How many lines in the rows below contain the word "white", matching case exactly? Reply with the number alone.

• • • • • • •

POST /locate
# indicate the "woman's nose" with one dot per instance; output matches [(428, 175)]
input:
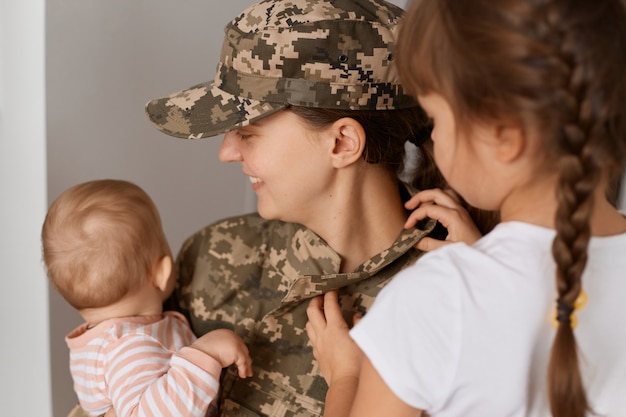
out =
[(229, 151)]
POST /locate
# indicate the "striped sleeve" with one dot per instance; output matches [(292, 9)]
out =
[(145, 379)]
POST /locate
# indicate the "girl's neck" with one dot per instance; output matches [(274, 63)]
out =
[(362, 217)]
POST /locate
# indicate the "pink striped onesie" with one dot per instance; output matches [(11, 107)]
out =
[(142, 366)]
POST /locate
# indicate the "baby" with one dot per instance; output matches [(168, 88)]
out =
[(106, 253)]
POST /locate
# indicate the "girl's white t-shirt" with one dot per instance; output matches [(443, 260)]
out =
[(467, 330)]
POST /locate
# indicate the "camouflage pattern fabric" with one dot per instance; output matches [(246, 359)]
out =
[(313, 53), (255, 277)]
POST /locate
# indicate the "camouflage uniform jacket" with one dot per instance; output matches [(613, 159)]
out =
[(255, 276)]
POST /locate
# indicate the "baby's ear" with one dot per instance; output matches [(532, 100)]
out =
[(162, 273)]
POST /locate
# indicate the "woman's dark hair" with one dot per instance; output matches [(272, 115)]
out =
[(556, 68)]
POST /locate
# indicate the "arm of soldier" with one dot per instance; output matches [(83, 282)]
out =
[(445, 208), (227, 348)]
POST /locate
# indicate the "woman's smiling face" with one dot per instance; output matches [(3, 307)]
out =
[(288, 164)]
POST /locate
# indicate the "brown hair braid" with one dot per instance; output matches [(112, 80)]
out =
[(556, 67)]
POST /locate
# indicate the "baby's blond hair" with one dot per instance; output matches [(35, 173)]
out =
[(101, 239)]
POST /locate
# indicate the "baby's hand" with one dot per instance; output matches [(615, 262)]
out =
[(445, 208), (227, 348)]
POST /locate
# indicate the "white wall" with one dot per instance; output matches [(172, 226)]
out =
[(24, 359)]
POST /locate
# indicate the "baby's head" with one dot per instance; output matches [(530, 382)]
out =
[(101, 241)]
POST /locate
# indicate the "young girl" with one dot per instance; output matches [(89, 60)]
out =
[(528, 104)]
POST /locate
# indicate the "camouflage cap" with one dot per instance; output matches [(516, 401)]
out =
[(276, 53)]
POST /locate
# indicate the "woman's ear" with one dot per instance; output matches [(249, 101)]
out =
[(162, 273), (349, 142)]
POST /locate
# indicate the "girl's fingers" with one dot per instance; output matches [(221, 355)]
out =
[(435, 195), (315, 312), (426, 244), (332, 309)]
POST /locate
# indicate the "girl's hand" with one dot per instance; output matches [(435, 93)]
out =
[(337, 354), (444, 207)]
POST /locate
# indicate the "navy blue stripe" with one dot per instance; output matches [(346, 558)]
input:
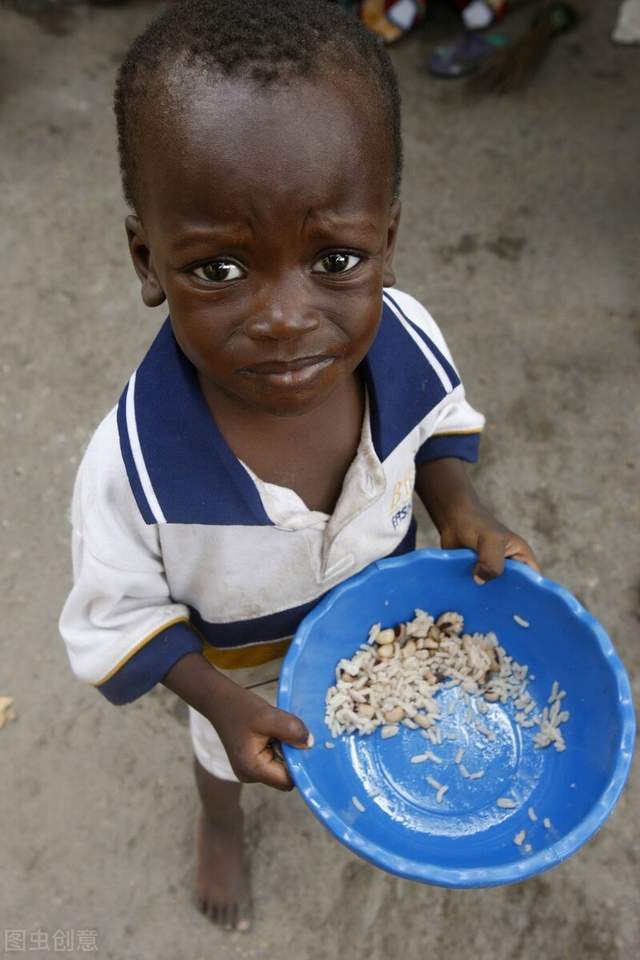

• • • • • • •

_Result below_.
2